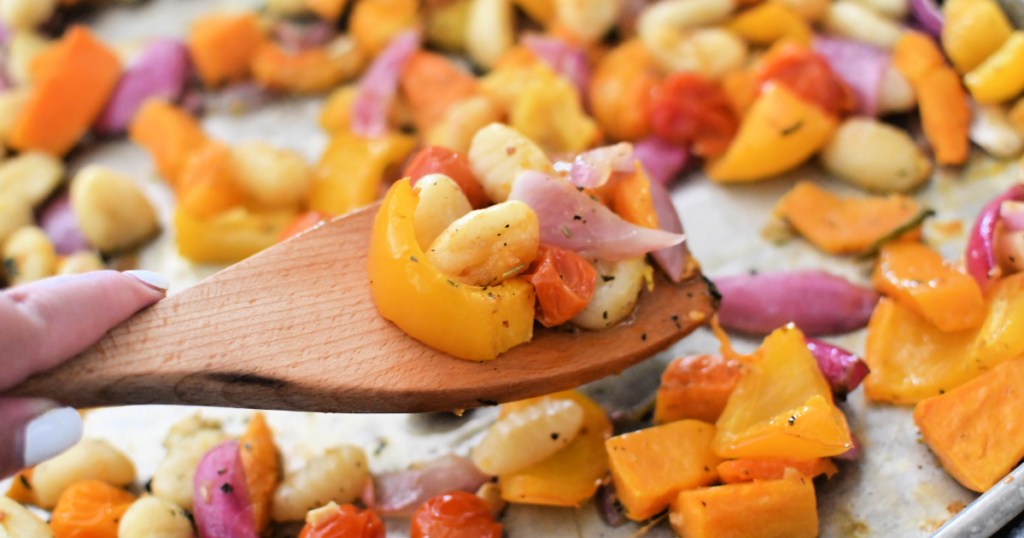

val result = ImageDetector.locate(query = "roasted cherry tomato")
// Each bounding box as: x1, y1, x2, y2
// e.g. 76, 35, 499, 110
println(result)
403, 146, 490, 208
648, 73, 739, 158
754, 44, 856, 117
525, 245, 598, 327
278, 210, 329, 242
299, 503, 385, 538
410, 491, 502, 538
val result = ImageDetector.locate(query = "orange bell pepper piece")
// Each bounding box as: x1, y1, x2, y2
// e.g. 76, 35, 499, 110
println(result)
872, 242, 985, 332
8, 26, 121, 156
611, 162, 660, 230
240, 413, 280, 533
129, 100, 209, 186
187, 12, 266, 87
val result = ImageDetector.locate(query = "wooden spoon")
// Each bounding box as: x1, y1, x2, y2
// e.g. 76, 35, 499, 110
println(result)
7, 203, 717, 413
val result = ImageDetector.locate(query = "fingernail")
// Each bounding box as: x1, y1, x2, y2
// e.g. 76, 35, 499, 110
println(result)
23, 407, 82, 467
123, 270, 169, 293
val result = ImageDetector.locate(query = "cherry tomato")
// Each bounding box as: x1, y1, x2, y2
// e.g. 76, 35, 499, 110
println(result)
403, 146, 490, 208
648, 73, 738, 158
278, 210, 329, 242
411, 491, 502, 538
525, 245, 598, 327
298, 503, 385, 538
754, 44, 856, 117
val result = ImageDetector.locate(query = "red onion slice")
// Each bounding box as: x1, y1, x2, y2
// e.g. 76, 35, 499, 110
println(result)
272, 19, 336, 51
363, 455, 489, 518
910, 0, 944, 38
564, 142, 634, 188
805, 338, 870, 400
1001, 200, 1024, 232
648, 179, 691, 282
509, 171, 685, 260
38, 192, 90, 255
812, 36, 889, 116
193, 441, 257, 538
633, 136, 690, 187
596, 482, 627, 527
351, 30, 420, 138
966, 184, 1024, 289
522, 34, 591, 100
714, 270, 880, 336
94, 39, 190, 135
833, 432, 862, 461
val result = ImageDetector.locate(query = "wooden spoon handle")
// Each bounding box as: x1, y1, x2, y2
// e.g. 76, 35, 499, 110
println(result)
7, 205, 385, 412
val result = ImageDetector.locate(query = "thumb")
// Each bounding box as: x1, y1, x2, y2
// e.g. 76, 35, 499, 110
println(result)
0, 270, 167, 391
0, 398, 82, 479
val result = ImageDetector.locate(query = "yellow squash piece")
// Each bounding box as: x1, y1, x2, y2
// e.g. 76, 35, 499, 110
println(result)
499, 391, 612, 507
727, 3, 812, 46
606, 420, 721, 521
713, 326, 853, 459
865, 273, 1024, 404
368, 179, 535, 360
670, 471, 818, 538
915, 357, 1024, 492
776, 181, 922, 255
965, 32, 1024, 104
872, 242, 985, 332
175, 207, 296, 264
309, 131, 417, 216
942, 0, 1013, 73
708, 84, 837, 182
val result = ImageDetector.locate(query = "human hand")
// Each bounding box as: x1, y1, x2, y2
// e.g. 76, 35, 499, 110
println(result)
0, 270, 167, 478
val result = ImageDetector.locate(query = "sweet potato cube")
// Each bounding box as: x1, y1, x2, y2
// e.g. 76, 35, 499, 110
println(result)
606, 419, 721, 521
187, 13, 265, 87
914, 357, 1024, 492
670, 473, 818, 538
8, 26, 121, 156
129, 100, 209, 185
716, 458, 837, 484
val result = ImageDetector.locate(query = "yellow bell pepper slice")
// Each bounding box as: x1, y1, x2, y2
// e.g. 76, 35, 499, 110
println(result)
499, 391, 612, 507
727, 3, 812, 46
865, 273, 1024, 404
713, 326, 853, 459
942, 0, 1012, 74
965, 32, 1024, 104
707, 84, 837, 183
368, 179, 536, 360
872, 242, 985, 332
309, 131, 416, 216
175, 206, 296, 263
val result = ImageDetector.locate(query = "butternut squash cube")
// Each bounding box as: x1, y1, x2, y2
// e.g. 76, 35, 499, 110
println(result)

● ● ● ●

*Task to carry out*:
Give the records back exactly, with no pictures.

*Task answer*:
val result = ImageDetector.locate(query = "roasted cherry tomato")
// Each bounding box as: x1, y1, x2, y2
// e.g. 76, 35, 499, 110
println(result)
403, 146, 490, 208
648, 73, 739, 158
754, 44, 856, 117
525, 245, 598, 327
278, 210, 329, 242
299, 503, 385, 538
410, 491, 502, 538
val result = ImageDetector.locate(query = "orange bell pepper piece")
// Each bounding box as: x1, y1, x2, y2
// e.g. 76, 35, 499, 110
println(result)
872, 242, 985, 332
8, 26, 121, 156
611, 162, 660, 230
240, 413, 280, 533
129, 100, 209, 186
187, 12, 266, 87
val result = ImageDetector.locate(query = "wooden spoon")
// Each bounding box as: x1, y1, x2, y2
// e.g. 76, 35, 499, 110
println(result)
7, 203, 717, 413
val result = ImageDetector.locate(query = "fingernail")
// Each bounding box as: x1, y1, x2, y2
// e.g. 76, 35, 499, 110
println(result)
23, 407, 82, 467
123, 270, 169, 293
val result = ImageDetector.locate(query = "cherry tomato")
// Each bounding box as: x1, y1, x2, y2
// e.g. 76, 35, 499, 110
println(result)
403, 146, 490, 208
648, 73, 738, 158
278, 210, 329, 242
411, 491, 502, 538
525, 245, 598, 327
298, 503, 385, 538
754, 44, 856, 117
val result = ImageDetector.locate(query = "red onion slice")
// Each bounding box as: x1, y1, x2, y2
// e.g. 76, 35, 499, 110
println(result)
272, 19, 336, 51
363, 455, 489, 518
910, 0, 944, 38
564, 142, 634, 188
805, 338, 870, 400
1001, 200, 1024, 232
648, 179, 691, 282
509, 171, 685, 260
38, 192, 90, 255
812, 36, 889, 116
193, 441, 257, 538
633, 136, 690, 187
596, 482, 627, 527
351, 30, 420, 138
966, 184, 1024, 289
522, 34, 591, 100
714, 270, 880, 336
94, 39, 190, 135
833, 432, 862, 461
val result = ImageDetector.locate(query = "wooden spoon handle")
// Each bounding box as: x1, y1, x2, y2
// e.g. 76, 35, 499, 110
println(result)
7, 205, 385, 412
val result = ImageDetector.locate(query = "thumb")
// Each bounding box as: x1, y1, x2, y2
// e.g. 76, 35, 499, 110
println(result)
0, 270, 167, 391
0, 398, 82, 479
val result = ImageDetector.locate(query = "yellow squash piece")
// Each bounding box as: x1, y1, x2, y2
// e.g. 76, 35, 499, 110
println(result)
499, 391, 612, 507
727, 3, 812, 46
606, 420, 721, 521
713, 326, 853, 459
865, 273, 1024, 404
368, 179, 535, 360
670, 471, 818, 538
915, 357, 1024, 492
776, 181, 922, 255
965, 32, 1024, 104
872, 242, 985, 332
175, 207, 296, 264
309, 131, 417, 216
942, 0, 1013, 73
708, 84, 837, 182
val result = ImageDetector.locate(query = "human hand")
// Each bounding box as: x1, y1, x2, y2
// e.g. 76, 35, 499, 110
println(result)
0, 270, 167, 478
val result = ImageDetector.locate(query = "sweet potato cube")
// Each bounding box as: x1, y1, x2, y2
// e.g. 76, 35, 499, 110
println(result)
606, 419, 721, 521
187, 13, 265, 87
914, 357, 1024, 492
670, 473, 818, 538
8, 26, 121, 156
129, 100, 209, 185
716, 458, 837, 484
val result = ImageDetector.locate(query = "yellow bell pepper slice")
// Each bounding box as: x1, y1, x2, y2
// e.g. 76, 35, 499, 110
println(result)
499, 391, 612, 507
727, 3, 812, 46
865, 273, 1024, 404
713, 326, 853, 459
942, 0, 1012, 74
965, 32, 1024, 104
707, 84, 837, 183
368, 179, 536, 360
872, 242, 985, 332
309, 131, 416, 216
175, 206, 296, 263
val result = ImageDetector.locate(query = "butternut squash cube")
// Each bounding box as: x1, y1, x2, y2
// e.g. 76, 35, 499, 110
println(result)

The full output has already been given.